**WORK TASK A**
Retype the part of the passage on California oil and gas permitting that begins with the words "Although we have" and ends with "results of operations.".

**EXERCISE TEXT**
━━━━━━━━━━━━━━━━━━━━

We must obtain various governmental permits to conduct exploration and production activities, as well as other aspects of our operations. Obtaining the necessary governmental permits is often a complex and time-consuming process involving numerous federal, state and local agencies, and the duration and success of each permitting effort is contingent upon many variables not within our control.
In recent years, we experienced significant delays in obtaining new well, sidetrack, deepening and workover permits from CalGEM, including delays attributable to enhanced environmental review requirements, litigationchallenging the Kern County environmental impact review process, agency resource constraints and policy developments. In early 2026, following the enactment of Senate Bill 237, CalGEM resumed issuing permits for new oil and gas wells in Kern County, and permitting activity has increased significantly with 31 permits for new wells issued in Kern County as of January 31, 2026. However, we cannot provide assurances that permit issuances will continue at anticipated levels or that future legislative, regulatory, administrative or judicial actions will not again delay or restrict permitting activity.
Although we have historically mitigated permitting risk by maintaining an inventory of approved permits, prolonged permitting delays or renewed uncertainty could limit our ability to execute drilling plans, adversely affect our capital program, reduce our ability to replace reserves and negatively impact our business, financial condition and results of operations.
We may face increased local restrictions on oil and gas exploration and production operations or even be prohibited from operating in certain areas as a result of recently enacted California legislation .
California law authorizes local governments to impose regulations, restrictions or prohibitions on oil and gas operations within their jurisdictions, including with respect to existing operations. While certain local measures have previously been challengedsuccessfully in court, recently enacted legislation has expanded local authority in this area. Although we do not currently operate in certain jurisdictions that have proposed or adopted phase-outs or bans, similar actions by local governments in areas where we do operate could increase operating costs, reduce production or reserves, or otherwise adversely affect our business.
Local restrictions may be adopted notwithstanding state-level permitting frameworks, and the resulting regulatory landscape may vary significantly by jurisdiction, increasing compliance complexity and uncertainty.
Recent and future actions by the State of California could reduce both the demand for and supply of oil and natural gas within the state and consequently have a material adverse effect on our business, results of operations and financial condition.
California continues to pursue policies aimed at reducing greenhouse gas emissions and transitioning the state’s energy system over time. Legislative, regulatory and executive actions may increase compliance costs, restrict development activities, limit infrastructure availability or otherwise adversely affect the production, transportation or consumption of oil and natural gas in the state.

━━━━━━━━━━━━━━━━━━━━

**TASK INPUTS**
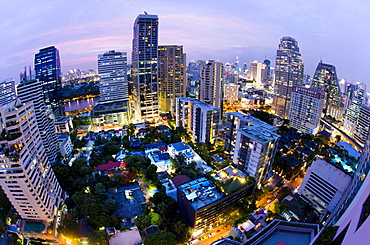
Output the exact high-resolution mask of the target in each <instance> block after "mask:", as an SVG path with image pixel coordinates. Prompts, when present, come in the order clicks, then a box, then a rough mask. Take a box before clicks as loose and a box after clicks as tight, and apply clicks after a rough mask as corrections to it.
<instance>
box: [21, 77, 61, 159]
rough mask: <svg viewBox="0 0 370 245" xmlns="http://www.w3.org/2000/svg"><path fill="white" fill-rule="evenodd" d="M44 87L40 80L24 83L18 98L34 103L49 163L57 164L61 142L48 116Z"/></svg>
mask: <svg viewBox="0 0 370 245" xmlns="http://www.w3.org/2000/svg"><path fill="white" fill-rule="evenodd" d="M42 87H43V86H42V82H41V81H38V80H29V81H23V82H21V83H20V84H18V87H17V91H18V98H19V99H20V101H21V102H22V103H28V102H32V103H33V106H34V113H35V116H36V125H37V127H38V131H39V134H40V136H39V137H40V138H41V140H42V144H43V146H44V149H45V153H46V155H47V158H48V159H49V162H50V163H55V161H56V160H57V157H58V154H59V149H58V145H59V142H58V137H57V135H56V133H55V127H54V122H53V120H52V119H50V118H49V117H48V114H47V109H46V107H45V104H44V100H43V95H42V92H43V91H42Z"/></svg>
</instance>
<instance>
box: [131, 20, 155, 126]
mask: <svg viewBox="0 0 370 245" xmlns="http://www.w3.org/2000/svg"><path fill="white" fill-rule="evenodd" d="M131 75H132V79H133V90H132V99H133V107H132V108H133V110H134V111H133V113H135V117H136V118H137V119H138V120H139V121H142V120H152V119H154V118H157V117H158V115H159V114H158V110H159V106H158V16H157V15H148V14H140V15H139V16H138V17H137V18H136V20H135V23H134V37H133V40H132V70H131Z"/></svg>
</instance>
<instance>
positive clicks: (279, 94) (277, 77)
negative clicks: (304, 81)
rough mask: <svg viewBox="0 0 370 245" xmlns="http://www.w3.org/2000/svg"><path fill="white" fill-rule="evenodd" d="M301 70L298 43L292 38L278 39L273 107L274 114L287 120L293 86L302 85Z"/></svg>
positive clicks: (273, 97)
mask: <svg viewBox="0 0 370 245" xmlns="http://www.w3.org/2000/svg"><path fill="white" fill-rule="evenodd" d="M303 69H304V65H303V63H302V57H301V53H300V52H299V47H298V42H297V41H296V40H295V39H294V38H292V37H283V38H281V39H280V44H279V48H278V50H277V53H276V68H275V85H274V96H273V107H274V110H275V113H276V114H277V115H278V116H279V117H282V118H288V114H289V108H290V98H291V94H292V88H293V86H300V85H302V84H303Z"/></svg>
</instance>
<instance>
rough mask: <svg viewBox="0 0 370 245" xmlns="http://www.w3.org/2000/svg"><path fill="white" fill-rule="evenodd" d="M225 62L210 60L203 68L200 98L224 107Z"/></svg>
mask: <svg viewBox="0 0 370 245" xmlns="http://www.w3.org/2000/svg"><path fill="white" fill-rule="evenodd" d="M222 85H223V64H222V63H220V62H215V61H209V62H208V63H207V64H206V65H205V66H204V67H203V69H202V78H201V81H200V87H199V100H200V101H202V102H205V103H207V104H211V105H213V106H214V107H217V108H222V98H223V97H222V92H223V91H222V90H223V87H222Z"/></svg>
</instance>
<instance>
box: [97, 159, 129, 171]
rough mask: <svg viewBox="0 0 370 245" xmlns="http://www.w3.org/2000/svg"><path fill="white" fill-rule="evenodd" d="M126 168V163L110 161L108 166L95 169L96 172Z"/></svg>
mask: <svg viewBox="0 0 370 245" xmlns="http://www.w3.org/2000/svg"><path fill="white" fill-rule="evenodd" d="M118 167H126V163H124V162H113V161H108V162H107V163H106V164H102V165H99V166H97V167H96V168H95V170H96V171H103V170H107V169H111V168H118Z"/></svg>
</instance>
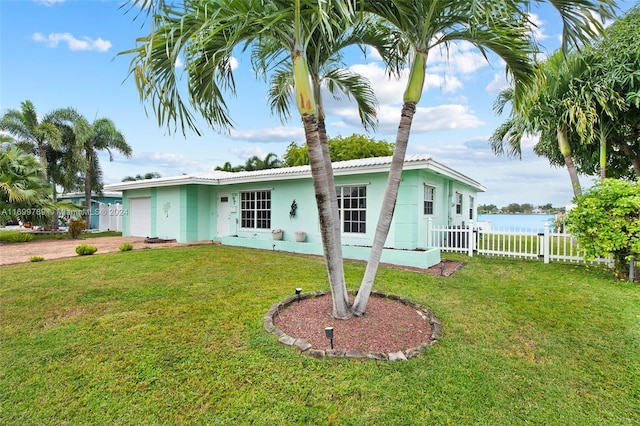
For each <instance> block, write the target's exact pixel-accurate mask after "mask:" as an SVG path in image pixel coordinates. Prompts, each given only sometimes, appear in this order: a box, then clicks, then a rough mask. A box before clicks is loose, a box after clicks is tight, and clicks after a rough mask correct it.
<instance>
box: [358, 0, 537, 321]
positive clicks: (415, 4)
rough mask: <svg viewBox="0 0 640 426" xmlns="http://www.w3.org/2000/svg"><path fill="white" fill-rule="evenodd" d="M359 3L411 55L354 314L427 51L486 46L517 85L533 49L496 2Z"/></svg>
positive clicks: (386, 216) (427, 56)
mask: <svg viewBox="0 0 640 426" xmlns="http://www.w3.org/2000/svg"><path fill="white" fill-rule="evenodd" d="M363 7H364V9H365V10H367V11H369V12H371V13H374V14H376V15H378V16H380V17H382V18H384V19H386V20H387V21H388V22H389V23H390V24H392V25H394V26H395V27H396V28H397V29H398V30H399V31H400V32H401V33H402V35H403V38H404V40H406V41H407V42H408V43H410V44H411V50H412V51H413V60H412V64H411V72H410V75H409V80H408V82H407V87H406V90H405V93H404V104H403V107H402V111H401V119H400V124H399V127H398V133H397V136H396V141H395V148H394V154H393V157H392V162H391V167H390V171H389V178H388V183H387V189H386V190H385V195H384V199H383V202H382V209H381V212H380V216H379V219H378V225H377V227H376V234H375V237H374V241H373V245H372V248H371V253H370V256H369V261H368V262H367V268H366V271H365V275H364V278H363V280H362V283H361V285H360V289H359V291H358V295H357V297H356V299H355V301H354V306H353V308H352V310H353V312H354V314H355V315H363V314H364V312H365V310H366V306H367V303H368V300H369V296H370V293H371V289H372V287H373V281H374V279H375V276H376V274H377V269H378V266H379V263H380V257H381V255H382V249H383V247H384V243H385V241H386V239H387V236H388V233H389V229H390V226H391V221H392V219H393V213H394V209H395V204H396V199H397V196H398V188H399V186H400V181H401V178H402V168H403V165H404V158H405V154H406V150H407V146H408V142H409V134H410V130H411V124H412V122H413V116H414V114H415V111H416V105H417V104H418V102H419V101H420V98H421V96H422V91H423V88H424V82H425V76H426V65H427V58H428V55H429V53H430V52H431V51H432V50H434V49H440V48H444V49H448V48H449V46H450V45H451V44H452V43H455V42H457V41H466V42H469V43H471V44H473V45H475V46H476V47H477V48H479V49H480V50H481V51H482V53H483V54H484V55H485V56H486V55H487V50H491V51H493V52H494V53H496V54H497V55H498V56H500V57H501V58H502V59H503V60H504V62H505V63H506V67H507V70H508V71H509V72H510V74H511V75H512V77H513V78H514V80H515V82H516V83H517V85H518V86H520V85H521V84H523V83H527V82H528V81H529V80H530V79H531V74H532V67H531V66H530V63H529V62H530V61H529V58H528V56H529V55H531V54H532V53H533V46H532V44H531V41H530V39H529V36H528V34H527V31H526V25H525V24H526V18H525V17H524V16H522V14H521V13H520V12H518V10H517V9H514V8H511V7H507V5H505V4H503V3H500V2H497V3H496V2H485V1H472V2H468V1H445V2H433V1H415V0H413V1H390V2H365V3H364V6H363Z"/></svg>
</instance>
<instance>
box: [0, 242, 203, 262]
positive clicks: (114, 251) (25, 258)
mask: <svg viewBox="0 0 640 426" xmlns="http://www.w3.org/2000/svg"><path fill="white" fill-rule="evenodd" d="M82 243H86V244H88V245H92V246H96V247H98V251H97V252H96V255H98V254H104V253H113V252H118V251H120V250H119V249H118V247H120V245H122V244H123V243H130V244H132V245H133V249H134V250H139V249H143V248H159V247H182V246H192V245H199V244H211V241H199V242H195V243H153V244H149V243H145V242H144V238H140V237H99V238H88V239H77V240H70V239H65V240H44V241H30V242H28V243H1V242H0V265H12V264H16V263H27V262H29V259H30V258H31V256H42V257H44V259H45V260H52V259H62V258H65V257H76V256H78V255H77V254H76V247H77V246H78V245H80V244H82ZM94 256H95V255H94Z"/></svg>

━━━━━━━━━━━━━━━━━━━━

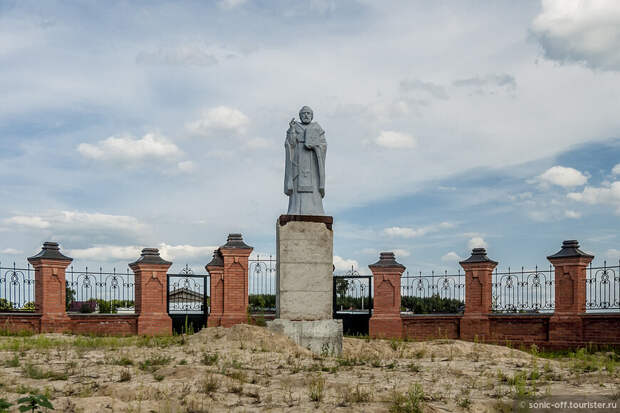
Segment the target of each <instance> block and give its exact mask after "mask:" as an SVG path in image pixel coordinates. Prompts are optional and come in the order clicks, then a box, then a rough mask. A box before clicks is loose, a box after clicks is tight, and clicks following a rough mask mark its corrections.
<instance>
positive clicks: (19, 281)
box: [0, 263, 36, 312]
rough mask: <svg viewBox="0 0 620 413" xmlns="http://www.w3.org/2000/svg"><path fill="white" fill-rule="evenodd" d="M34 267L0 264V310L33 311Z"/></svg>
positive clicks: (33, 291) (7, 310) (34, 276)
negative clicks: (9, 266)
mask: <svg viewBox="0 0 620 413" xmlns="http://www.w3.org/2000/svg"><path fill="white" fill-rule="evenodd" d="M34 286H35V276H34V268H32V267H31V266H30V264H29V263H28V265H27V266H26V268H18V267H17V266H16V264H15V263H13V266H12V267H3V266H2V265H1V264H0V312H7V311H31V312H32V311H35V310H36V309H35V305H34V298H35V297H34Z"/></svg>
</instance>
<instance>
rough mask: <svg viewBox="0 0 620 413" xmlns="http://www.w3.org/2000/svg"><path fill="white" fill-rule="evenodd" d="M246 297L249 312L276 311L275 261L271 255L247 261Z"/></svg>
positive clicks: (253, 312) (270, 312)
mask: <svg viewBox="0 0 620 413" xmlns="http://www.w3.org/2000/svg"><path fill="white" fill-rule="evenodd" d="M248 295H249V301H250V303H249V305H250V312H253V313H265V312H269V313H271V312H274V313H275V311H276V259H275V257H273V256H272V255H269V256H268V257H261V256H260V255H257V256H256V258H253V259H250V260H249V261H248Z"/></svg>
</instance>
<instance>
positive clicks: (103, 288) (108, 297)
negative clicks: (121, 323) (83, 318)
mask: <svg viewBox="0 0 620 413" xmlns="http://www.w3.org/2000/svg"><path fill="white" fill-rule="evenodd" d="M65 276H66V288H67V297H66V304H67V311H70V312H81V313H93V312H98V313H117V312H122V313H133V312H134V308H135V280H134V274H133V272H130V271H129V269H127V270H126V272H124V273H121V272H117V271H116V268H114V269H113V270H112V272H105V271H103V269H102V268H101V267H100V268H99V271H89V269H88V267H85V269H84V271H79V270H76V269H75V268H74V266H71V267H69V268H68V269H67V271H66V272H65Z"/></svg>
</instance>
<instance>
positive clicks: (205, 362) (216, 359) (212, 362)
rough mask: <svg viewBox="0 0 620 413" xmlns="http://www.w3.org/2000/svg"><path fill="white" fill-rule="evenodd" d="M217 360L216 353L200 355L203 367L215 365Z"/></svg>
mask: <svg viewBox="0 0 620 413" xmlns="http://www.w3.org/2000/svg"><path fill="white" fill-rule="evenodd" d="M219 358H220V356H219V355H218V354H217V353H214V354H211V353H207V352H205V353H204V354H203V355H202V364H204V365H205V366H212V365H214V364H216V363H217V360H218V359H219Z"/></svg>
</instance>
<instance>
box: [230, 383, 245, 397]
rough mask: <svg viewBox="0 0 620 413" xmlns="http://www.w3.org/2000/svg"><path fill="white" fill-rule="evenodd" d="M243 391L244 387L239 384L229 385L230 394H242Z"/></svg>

━━━━━━━━━━━━━━━━━━━━

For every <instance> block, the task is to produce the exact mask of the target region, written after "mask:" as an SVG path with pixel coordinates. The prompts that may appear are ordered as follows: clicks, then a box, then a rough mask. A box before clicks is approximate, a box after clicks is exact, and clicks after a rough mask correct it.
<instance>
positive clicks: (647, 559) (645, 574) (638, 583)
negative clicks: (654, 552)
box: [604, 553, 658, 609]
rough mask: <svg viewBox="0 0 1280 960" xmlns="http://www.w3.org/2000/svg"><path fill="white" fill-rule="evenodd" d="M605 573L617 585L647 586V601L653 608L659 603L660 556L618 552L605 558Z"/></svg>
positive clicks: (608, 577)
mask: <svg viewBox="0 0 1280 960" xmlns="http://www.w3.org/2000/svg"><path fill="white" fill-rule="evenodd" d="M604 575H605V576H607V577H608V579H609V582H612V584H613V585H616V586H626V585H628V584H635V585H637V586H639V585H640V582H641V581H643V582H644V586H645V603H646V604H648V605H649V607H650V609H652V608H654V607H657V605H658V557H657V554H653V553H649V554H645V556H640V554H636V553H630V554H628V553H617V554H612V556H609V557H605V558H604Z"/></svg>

━━━━━━━━━━━━━━━━━━━━

**WORK TASK B**
How many lines of the records contain the string "positive"? Reply with the number only.

**PROBLEM SOLUTION A**
Although we have historically mitigated permitting risk by maintaining an inventory of approved permits, prolonged permitting delays or renewed uncertainty could limit our ability to execute drilling plans, adversely affect our capital program, reduce our ability to replace reserves and negatively impact our business, financial condition and results of operations.

**PROBLEM SOLUTION B**
12